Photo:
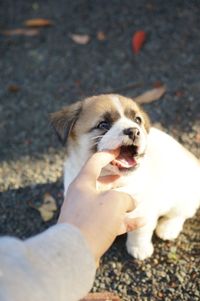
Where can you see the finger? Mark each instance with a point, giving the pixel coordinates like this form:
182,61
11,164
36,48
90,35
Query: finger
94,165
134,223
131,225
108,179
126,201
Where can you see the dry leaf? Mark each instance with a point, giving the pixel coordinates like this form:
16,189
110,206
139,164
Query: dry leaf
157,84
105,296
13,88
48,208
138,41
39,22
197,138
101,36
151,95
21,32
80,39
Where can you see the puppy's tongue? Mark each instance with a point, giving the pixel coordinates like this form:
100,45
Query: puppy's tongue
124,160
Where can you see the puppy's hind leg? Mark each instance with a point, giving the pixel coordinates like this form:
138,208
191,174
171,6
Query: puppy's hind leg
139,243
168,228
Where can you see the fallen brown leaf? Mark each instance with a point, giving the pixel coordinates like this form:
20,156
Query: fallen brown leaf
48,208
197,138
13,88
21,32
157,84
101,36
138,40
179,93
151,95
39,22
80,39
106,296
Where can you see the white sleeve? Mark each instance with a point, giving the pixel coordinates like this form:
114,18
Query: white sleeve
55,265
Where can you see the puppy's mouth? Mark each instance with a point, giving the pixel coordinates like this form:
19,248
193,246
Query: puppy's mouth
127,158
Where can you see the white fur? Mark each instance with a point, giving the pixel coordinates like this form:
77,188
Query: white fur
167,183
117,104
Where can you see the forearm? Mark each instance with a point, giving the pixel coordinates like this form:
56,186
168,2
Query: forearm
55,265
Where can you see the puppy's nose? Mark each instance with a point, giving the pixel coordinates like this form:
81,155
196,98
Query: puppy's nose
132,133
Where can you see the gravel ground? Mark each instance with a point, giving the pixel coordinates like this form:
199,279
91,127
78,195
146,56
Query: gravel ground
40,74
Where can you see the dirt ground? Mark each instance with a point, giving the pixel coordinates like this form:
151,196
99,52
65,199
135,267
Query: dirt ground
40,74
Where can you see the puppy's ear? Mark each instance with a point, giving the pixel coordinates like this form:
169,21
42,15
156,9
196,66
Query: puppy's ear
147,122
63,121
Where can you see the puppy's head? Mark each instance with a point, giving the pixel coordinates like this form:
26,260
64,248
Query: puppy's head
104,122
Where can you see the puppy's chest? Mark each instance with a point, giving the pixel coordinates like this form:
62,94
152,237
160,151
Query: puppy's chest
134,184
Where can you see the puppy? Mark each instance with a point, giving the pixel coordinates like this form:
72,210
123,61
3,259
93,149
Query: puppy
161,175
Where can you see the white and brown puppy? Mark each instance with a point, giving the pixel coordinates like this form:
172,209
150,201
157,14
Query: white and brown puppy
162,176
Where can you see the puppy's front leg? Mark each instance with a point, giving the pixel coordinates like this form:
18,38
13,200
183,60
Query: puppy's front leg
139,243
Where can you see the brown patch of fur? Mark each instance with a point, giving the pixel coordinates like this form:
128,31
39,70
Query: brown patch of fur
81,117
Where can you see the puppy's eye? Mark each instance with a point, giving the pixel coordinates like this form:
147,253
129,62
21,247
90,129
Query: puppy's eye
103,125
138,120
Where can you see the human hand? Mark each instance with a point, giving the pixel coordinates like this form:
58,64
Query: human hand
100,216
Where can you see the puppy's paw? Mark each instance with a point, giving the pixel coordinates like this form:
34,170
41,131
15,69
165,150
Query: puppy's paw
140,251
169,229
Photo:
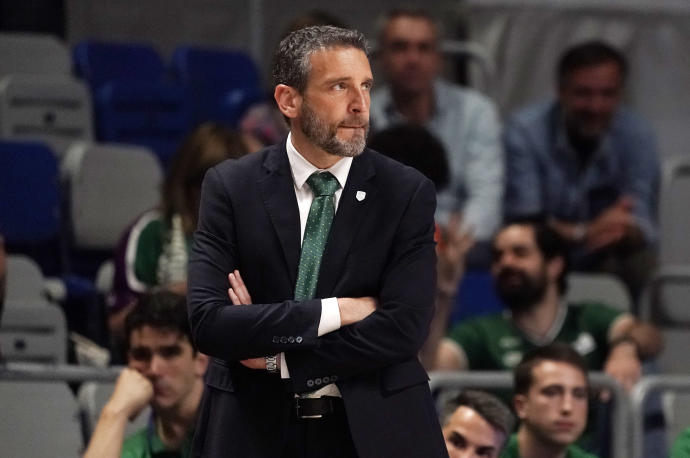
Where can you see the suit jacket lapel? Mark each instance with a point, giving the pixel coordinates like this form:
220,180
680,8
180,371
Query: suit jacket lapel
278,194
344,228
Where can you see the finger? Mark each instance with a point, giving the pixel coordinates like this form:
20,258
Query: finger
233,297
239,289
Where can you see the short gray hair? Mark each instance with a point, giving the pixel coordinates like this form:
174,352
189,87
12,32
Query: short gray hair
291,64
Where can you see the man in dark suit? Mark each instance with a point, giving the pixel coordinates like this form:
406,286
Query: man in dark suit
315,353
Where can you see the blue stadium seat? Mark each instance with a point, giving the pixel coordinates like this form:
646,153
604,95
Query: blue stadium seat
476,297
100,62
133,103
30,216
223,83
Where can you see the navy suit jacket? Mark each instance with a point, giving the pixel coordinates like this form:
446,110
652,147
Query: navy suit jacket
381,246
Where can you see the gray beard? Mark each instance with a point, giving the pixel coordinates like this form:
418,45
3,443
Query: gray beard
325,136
____
Set out exactly the run of lines that begins at the line holding "Where can you see the short" and ends at the last line of the data.

Answer >>
Where can you see the short gray hair? Mark each instance with a point, giving the pixel coordinates like this form:
174,352
189,87
12,32
Query: short gray hair
291,64
Where can you see the man in dark suit? Mark each instance with a point, giving the pixel coordinates like this form:
406,286
Query: man in dark suit
315,353
Where can you see the blue stadium seat? Mark each instance with a point, giving the pixel coordinates like this form:
646,153
604,95
Query: blue stadium seat
476,297
100,62
133,103
30,216
223,83
Where can you see the navy suit jacket? Mark each instance with a point, giving the pixel coordinates like this form:
446,110
652,147
Query: navy suit jacket
381,246
Where can you see the gray beard? Mark each instance with a point, giving the pixel coordinates like this form:
418,45
3,443
Query: gray beard
325,136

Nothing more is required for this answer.